• **What the task asks**
From the line containing "the window pane" down to the line containing "for the large" in the records below, reproduce every line exactly, ends included, and omit all others.

◆ ◆ ◆

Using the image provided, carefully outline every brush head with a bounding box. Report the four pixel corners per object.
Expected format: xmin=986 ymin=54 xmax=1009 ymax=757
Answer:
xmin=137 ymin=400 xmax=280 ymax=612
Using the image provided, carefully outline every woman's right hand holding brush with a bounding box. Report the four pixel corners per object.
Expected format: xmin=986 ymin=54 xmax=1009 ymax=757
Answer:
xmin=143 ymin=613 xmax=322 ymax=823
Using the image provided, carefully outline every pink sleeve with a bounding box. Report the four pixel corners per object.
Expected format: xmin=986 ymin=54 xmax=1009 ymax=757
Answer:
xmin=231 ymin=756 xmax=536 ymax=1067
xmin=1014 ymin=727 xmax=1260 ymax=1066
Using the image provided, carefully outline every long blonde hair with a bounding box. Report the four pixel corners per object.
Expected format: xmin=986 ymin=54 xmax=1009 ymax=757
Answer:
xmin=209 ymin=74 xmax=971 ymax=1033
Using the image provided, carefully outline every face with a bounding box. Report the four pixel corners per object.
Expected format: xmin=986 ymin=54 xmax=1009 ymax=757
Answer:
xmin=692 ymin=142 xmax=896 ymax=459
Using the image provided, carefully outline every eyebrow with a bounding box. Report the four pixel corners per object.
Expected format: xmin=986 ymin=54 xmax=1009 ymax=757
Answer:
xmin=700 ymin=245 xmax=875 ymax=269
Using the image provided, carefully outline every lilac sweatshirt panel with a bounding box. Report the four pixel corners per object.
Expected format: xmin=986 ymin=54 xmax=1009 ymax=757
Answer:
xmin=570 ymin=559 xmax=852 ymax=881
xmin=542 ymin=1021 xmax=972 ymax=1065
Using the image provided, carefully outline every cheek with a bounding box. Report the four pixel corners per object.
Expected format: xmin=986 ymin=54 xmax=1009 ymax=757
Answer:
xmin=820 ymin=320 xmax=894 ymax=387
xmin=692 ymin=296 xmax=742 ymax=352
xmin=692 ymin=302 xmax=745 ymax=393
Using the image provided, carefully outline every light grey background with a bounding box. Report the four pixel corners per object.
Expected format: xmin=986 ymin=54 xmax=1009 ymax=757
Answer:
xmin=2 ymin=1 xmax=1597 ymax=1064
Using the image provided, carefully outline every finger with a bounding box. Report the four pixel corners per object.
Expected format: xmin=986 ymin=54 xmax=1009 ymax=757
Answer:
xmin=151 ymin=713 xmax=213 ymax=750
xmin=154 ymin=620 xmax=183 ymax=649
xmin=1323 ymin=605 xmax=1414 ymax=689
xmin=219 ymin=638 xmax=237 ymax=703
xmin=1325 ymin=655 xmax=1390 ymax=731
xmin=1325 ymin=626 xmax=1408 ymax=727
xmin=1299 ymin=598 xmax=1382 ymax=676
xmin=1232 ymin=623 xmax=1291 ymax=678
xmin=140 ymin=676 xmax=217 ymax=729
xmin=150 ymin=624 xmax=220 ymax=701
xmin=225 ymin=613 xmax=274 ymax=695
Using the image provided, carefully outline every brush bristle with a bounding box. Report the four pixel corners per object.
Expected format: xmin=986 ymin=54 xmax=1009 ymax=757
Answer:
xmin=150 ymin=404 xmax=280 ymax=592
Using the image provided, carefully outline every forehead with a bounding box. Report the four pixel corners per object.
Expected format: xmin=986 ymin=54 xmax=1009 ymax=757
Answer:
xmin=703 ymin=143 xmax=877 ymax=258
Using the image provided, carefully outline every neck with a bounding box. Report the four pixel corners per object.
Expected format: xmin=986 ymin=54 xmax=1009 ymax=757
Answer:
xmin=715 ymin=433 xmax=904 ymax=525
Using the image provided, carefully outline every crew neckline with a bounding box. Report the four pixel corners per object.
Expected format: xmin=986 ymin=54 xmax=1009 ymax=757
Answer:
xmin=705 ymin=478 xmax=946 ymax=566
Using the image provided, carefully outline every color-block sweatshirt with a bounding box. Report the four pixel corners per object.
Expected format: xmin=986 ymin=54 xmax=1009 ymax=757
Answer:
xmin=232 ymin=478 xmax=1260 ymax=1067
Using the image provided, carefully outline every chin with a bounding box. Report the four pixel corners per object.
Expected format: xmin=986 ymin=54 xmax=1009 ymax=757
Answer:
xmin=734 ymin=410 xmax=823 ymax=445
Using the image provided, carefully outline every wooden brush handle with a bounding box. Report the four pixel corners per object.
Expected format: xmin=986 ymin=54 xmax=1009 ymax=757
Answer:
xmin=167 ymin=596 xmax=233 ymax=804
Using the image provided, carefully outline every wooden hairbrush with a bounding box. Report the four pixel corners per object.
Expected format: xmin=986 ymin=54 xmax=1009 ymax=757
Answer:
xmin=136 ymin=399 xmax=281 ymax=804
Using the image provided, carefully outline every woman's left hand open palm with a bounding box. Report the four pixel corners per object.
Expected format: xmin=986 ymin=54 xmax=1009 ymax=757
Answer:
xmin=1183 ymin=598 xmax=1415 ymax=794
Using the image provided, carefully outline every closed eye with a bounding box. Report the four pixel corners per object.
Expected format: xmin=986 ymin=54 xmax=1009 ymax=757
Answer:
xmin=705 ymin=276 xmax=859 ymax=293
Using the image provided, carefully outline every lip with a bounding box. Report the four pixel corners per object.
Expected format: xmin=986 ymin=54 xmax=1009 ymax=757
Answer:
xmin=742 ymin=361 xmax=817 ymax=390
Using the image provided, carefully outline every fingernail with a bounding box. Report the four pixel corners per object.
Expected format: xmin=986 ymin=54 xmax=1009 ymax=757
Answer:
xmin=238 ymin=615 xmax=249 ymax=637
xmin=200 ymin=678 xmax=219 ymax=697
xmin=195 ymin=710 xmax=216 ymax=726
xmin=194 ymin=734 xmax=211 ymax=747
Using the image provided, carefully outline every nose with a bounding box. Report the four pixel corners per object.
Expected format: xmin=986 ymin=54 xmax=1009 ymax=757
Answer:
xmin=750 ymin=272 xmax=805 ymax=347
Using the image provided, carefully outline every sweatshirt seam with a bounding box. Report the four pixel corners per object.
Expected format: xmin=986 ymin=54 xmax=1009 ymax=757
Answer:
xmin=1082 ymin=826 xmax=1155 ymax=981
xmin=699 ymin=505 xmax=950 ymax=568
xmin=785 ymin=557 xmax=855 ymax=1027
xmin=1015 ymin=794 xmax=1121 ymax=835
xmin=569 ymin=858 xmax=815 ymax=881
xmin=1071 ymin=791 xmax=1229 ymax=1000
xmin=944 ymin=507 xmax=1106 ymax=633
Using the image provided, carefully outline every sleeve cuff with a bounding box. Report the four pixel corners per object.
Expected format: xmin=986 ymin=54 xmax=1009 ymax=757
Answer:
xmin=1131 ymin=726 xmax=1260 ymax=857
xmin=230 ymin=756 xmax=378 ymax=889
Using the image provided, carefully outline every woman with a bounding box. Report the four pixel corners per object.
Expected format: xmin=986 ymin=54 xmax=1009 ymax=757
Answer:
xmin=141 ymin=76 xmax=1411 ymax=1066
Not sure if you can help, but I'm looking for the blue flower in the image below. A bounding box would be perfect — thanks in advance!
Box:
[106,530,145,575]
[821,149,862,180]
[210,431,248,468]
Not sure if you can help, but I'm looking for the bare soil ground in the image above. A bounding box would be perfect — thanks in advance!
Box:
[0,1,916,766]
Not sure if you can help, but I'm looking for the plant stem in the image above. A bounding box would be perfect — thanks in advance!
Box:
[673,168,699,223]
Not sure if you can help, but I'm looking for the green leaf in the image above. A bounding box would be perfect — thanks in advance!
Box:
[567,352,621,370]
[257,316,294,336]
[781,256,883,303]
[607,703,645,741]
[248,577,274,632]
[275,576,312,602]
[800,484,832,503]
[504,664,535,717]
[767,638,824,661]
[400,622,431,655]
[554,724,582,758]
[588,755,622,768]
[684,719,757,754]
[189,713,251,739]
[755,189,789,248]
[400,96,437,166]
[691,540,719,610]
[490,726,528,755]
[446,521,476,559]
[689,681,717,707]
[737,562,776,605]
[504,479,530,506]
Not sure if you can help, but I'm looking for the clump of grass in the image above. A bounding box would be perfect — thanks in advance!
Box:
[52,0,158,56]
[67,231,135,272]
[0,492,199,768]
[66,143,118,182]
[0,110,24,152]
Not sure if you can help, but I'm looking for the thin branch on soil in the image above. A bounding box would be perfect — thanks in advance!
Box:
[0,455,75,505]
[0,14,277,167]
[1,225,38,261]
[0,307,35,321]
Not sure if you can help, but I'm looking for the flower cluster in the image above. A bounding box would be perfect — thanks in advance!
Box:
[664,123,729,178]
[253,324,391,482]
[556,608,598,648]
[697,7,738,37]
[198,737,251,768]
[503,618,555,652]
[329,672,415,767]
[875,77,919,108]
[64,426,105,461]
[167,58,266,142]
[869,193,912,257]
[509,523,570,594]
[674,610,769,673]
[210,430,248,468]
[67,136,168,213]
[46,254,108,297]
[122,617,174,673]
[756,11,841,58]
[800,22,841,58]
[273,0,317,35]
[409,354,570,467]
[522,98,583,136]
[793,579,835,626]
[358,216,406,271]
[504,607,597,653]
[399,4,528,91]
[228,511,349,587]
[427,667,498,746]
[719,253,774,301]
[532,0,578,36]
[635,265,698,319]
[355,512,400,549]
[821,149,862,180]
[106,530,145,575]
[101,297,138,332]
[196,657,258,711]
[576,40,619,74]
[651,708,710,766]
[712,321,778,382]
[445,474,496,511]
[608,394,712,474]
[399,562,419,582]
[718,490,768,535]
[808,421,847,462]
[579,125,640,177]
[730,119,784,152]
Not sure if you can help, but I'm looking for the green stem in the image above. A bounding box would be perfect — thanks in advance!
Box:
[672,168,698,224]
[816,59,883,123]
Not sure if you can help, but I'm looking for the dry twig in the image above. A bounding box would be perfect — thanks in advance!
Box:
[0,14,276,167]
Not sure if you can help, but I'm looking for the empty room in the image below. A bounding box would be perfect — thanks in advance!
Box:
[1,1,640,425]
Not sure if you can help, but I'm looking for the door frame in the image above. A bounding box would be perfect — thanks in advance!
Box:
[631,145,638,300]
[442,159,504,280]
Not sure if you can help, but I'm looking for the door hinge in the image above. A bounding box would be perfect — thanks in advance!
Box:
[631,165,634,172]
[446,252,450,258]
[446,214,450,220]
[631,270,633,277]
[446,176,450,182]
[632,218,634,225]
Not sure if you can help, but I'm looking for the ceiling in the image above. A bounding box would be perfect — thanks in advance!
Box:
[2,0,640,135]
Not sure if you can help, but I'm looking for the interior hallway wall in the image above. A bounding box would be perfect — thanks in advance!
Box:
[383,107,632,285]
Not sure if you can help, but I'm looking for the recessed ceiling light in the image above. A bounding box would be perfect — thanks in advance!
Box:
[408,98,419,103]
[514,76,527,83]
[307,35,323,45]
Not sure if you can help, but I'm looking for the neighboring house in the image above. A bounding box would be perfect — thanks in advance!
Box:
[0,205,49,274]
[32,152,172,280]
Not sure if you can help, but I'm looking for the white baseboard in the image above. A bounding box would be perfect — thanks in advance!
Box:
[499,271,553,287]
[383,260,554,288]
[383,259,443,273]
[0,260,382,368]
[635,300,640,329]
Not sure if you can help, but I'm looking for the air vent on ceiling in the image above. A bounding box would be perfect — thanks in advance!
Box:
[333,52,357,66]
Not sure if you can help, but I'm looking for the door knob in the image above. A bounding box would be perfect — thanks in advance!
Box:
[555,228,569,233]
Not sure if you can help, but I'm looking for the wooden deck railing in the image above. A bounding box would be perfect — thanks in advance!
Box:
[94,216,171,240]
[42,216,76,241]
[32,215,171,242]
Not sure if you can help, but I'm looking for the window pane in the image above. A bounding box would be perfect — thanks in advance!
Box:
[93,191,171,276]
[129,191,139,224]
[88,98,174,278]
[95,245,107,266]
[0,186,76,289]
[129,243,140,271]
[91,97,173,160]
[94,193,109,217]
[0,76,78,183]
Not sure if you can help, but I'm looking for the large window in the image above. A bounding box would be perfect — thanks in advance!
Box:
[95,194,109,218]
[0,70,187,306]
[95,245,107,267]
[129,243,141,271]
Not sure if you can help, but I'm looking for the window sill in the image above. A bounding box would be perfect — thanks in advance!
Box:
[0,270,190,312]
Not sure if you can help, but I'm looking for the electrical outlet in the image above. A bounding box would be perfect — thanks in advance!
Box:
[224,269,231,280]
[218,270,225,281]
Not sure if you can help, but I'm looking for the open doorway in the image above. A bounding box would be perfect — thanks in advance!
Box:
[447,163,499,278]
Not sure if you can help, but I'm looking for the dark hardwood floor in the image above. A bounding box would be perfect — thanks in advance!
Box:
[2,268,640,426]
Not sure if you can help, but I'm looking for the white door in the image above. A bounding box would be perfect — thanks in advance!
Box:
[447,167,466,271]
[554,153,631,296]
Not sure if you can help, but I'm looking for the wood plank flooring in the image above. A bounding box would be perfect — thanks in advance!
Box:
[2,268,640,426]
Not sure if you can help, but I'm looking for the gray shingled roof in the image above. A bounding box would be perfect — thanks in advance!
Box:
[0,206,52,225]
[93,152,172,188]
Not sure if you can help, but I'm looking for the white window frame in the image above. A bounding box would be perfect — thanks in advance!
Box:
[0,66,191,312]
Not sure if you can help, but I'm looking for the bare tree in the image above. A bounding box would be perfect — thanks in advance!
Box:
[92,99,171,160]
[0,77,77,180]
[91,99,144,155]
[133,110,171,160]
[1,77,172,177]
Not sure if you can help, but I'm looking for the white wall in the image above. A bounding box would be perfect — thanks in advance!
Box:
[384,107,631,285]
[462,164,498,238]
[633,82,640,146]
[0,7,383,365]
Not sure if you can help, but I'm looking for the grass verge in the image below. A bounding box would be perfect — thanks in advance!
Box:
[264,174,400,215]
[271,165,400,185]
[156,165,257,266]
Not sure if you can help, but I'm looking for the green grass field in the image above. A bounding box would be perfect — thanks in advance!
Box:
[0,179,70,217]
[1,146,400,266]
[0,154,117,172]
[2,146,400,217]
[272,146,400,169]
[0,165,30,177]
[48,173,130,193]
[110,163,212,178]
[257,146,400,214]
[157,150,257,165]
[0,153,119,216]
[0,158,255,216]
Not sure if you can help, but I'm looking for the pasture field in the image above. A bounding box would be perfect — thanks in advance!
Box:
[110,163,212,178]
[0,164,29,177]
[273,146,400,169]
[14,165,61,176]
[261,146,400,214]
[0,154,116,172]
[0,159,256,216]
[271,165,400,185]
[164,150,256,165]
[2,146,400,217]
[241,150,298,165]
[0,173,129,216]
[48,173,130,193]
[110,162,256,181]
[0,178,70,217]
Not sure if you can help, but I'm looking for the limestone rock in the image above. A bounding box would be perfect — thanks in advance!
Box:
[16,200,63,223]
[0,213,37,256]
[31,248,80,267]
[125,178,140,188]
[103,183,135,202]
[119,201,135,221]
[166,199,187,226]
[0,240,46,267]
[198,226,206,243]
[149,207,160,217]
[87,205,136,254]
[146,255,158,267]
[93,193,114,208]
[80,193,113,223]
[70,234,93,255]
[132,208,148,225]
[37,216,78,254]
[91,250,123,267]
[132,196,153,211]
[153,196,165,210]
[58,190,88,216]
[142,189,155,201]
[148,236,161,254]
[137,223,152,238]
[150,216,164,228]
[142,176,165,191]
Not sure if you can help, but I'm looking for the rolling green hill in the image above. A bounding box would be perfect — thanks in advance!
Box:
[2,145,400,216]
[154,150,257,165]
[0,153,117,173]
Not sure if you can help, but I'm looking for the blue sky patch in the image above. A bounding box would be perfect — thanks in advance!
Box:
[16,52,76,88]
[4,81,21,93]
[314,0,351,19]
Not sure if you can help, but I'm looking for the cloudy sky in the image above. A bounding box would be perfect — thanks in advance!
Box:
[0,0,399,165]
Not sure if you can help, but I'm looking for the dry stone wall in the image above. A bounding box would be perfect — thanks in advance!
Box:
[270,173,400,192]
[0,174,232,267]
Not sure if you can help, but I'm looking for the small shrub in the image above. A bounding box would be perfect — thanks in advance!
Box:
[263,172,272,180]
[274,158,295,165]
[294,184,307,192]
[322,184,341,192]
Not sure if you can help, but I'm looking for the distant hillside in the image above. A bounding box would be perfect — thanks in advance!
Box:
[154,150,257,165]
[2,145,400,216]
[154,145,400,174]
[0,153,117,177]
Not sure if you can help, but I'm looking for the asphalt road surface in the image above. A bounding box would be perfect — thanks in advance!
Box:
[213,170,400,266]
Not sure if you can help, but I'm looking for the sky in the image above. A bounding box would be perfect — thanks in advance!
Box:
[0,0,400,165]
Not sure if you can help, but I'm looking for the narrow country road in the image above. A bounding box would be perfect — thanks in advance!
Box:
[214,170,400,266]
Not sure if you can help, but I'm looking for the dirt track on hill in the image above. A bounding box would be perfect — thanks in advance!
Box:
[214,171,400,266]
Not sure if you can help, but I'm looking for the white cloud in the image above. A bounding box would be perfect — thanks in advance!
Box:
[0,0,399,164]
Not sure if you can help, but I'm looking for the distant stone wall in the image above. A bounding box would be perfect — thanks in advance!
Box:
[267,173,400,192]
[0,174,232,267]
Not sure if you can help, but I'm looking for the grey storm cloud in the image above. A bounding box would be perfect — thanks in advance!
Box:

◆ ◆ ◆

• **Solution to this problem**
Not sure if you can help, but I'm looking for the window pane in the image above. A bounding box would be perfect — thanks in advance!
Box:
[93,191,171,276]
[129,191,139,224]
[88,98,174,278]
[95,245,107,266]
[0,186,76,289]
[129,243,140,271]
[91,97,173,160]
[94,193,109,217]
[0,76,78,183]
Not sure if you can help, but I'm looking for the large window in the image above. A bounding box would be perfect — thanks in advance!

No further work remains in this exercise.